(Records taken from a collection)
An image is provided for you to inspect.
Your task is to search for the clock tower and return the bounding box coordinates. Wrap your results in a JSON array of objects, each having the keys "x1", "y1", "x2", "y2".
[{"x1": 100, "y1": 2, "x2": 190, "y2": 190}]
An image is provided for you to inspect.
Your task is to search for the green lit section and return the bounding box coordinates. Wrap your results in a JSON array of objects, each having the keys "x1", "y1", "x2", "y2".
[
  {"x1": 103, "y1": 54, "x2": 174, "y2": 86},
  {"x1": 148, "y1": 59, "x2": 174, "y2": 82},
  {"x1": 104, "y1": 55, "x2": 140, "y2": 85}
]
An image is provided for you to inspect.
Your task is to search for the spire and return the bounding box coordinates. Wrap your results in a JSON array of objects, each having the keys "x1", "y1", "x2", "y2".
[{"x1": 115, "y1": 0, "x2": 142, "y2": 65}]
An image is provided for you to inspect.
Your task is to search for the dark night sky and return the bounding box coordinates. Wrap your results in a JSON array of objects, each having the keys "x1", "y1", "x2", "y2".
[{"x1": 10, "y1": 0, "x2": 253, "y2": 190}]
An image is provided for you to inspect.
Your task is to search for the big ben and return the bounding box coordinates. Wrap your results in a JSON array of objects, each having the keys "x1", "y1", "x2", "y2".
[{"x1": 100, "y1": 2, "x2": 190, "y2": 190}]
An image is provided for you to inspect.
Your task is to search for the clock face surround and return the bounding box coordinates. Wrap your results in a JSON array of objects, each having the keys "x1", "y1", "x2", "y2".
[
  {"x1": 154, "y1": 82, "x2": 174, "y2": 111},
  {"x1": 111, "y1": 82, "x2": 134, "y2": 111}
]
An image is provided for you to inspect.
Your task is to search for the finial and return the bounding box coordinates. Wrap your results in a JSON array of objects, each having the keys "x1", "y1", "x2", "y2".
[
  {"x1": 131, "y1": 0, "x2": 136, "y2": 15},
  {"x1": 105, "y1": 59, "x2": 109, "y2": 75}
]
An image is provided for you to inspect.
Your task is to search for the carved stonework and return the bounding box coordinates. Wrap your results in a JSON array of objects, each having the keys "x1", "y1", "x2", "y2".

**SHORT EXERCISE**
Locate each line in the records above that contains the word "clock", and copy those lines.

**FINAL ANSWER**
Your task is to search for the clock tower and return the bounding box coordinates. Wrap your results in a JSON array of objects, each having the keys "x1", "y1", "x2", "y2".
Your task is to search for the clock face surround and return the bounding box coordinates. Wrap your results in a JSON array of objects, each having the keys "x1", "y1", "x2", "y2".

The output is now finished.